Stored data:
* * * * * * * * *

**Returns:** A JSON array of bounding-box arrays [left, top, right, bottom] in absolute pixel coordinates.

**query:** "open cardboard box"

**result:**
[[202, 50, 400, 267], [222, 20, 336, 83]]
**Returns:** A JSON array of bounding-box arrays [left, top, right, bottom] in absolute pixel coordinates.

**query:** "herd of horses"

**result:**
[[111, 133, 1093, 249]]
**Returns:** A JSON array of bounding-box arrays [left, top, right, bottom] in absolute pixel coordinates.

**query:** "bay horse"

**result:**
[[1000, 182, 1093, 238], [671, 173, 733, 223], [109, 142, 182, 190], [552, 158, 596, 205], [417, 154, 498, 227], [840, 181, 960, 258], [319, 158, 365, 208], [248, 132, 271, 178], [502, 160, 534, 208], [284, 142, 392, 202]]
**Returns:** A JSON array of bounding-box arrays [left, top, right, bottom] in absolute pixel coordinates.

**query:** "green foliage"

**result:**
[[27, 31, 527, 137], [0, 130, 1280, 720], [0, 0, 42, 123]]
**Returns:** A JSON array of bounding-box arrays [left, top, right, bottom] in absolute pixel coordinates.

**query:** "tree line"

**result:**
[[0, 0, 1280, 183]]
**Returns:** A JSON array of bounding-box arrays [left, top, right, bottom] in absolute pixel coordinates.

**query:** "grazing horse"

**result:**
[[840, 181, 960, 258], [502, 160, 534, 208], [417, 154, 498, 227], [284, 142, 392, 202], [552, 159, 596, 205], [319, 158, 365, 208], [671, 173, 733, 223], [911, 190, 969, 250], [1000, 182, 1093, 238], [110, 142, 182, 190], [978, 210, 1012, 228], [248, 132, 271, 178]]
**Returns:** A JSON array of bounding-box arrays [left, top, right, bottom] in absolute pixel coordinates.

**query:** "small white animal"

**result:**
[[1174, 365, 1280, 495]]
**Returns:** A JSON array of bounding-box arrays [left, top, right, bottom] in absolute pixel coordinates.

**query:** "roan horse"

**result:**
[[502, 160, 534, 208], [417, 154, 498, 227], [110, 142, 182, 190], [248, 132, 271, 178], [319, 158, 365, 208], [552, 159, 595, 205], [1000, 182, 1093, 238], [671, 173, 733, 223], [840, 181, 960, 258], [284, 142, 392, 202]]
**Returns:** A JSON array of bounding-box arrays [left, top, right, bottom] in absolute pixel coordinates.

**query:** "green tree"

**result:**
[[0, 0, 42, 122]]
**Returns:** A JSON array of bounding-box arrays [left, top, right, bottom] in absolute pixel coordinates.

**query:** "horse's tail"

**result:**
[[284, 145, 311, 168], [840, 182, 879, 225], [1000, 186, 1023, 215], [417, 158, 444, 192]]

* * * * * * * * *

• _Stated exercise_
Copy out the rows from the start through the line containing "[[202, 50, 400, 267], [222, 20, 336, 83]]", both ends included, keeping every line as it stands except the box coordinates in the answers. Multiply each of those coordinates by 2.6 and round it to a whole number, rounding halves up.

• _Exercise response_
**Returns:** A JSON array of bounding-box arrays [left, top, right, bottom] in absolute pixel coordinates.

**query:** "open cardboard box"

**result:**
[[525, 130, 1040, 694], [577, 52, 874, 216]]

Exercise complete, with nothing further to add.